/---

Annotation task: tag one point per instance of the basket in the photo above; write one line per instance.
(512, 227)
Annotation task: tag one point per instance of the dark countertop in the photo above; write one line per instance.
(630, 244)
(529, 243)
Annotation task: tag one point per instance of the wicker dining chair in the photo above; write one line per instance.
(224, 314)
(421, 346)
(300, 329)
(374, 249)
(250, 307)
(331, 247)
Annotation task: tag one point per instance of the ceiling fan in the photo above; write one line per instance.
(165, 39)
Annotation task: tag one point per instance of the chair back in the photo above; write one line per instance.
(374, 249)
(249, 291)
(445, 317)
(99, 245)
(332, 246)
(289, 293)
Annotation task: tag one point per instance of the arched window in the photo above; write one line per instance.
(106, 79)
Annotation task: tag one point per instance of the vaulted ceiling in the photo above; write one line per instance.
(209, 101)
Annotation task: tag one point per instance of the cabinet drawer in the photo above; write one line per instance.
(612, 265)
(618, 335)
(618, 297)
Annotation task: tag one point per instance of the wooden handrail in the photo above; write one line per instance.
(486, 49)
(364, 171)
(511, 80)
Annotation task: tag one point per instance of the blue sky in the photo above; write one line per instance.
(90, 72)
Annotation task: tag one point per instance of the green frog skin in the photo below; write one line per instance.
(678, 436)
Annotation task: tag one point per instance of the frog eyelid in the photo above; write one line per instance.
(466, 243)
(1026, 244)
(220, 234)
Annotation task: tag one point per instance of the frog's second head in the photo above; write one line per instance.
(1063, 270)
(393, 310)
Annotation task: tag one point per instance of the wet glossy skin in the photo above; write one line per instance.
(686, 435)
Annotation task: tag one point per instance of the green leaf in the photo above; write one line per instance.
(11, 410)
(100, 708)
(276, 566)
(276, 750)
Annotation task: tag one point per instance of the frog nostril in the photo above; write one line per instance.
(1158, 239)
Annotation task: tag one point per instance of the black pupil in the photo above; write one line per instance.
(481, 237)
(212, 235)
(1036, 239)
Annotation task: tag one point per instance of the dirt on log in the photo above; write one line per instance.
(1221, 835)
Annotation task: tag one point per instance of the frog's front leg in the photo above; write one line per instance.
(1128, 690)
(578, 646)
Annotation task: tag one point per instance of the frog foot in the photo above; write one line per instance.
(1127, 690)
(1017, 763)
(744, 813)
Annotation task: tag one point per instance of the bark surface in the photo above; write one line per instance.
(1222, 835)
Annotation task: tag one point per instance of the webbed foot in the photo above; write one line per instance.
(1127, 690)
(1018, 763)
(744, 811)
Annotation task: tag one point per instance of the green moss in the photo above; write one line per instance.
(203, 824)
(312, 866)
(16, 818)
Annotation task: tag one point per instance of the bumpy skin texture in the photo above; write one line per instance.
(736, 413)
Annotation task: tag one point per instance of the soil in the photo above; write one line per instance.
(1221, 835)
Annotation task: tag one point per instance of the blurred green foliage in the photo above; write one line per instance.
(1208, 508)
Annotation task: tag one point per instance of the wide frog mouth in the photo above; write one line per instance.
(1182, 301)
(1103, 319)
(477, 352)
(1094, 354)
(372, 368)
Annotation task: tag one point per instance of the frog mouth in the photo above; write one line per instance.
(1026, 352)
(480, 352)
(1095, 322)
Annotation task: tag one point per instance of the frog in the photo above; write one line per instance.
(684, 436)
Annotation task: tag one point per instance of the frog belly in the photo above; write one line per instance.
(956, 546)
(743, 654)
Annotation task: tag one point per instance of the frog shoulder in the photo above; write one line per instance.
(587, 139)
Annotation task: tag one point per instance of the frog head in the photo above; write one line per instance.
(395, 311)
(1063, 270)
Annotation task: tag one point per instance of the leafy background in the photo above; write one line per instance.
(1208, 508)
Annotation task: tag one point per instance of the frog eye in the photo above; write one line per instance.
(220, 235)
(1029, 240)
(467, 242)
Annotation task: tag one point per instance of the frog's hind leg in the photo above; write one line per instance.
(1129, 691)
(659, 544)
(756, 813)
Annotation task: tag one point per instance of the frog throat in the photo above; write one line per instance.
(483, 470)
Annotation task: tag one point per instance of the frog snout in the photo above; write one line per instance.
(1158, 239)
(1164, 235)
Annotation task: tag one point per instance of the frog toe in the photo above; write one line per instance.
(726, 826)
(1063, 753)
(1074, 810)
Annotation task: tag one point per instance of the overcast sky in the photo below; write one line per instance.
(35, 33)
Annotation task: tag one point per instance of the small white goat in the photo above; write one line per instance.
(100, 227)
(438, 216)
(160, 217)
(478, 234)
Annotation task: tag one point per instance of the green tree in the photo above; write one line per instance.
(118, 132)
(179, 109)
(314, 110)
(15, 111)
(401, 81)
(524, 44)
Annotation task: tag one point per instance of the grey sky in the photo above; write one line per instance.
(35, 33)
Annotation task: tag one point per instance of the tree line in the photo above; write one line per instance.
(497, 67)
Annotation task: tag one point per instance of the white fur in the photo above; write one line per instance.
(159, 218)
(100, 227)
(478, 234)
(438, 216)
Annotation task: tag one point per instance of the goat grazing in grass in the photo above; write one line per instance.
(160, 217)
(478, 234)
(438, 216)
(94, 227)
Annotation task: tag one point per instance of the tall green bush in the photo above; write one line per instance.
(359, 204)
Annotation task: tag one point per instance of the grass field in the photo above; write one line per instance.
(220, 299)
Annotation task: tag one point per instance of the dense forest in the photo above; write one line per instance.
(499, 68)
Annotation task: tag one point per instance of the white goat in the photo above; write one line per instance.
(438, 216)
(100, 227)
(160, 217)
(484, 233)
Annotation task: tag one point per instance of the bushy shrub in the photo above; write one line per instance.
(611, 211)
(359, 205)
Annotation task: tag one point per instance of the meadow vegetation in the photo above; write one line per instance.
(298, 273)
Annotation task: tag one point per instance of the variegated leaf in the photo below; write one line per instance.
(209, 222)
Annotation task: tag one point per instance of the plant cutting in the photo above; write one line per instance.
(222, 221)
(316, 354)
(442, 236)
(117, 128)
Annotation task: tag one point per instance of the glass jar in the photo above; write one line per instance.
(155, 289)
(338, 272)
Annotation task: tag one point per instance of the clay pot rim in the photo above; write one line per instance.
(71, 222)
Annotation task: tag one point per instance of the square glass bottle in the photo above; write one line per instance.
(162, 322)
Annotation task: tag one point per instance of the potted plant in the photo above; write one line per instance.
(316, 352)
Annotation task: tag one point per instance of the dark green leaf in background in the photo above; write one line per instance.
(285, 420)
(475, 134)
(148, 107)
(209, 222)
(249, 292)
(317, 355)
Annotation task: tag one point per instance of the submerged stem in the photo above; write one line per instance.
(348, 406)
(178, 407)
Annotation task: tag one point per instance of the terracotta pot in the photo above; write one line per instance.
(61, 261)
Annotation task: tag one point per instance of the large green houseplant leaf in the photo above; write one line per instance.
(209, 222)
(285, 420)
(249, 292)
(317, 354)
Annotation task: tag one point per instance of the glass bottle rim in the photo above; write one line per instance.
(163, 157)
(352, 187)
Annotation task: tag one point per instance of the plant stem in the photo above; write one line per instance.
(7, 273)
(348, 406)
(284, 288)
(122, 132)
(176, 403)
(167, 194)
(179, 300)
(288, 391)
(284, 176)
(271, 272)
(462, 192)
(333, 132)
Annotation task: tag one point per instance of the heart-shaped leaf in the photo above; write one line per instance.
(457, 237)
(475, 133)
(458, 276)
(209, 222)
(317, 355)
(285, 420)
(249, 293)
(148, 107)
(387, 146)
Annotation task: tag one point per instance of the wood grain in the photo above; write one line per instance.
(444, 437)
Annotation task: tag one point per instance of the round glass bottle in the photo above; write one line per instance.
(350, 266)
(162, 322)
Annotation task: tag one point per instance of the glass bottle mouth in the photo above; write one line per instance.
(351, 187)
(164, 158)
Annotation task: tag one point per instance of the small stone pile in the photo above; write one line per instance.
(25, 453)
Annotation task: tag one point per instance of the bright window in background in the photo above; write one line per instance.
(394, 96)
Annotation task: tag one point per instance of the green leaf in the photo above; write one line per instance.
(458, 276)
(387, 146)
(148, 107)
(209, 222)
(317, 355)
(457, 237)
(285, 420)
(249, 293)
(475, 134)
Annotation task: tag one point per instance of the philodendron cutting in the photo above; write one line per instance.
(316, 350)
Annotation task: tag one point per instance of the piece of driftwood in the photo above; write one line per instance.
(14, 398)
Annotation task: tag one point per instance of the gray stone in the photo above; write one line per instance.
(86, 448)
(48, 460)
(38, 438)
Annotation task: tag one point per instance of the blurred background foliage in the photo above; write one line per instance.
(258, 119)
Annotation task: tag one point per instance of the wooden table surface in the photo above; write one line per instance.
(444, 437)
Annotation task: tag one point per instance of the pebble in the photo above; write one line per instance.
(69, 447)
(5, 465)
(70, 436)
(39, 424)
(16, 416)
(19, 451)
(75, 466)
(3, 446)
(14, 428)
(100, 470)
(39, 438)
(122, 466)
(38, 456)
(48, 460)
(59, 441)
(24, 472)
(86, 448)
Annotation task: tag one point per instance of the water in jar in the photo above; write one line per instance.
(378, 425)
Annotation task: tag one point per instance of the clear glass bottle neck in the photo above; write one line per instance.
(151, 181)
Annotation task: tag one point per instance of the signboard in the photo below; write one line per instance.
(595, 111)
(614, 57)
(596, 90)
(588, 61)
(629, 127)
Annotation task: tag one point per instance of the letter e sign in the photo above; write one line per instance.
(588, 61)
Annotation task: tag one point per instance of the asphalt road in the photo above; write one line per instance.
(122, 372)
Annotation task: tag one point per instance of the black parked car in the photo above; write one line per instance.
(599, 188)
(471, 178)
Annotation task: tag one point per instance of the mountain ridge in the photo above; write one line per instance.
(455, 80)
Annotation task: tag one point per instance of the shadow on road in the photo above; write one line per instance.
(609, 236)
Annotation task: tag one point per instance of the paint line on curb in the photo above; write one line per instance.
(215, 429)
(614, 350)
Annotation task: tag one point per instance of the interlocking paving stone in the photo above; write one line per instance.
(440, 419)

\---

Aim: Please rewrite the items from the line with "Annotation task: tag one point per instance of the letter" through the end of the items, changing "mountain ridge" to "hill crest" and leaving everything else as it is.

Solution to this task:
Annotation task: tag one point per instance of the letter e sign in the photo above; write one line per instance.
(588, 61)
Annotation task: tag one point per instance of the asphalt road in the photo above; write one line per instance.
(122, 372)
Annotation task: tag one point per instance of the black parked car in the photo above; write one line per instance.
(599, 188)
(471, 178)
Annotation task: tag one point per instance of the hill crest in the photo above; write one line per instance.
(455, 80)
Annotation task: tag one point per instance of the shadow on road in the photo above; write one line per instance.
(609, 236)
Annotation task: tag one point per instance of the paint line on curb in the photo above; write one line per instance.
(215, 429)
(614, 350)
Annotation task: tag one point per instance of the interlocking paving stone in the photo above; write one line per instance.
(440, 419)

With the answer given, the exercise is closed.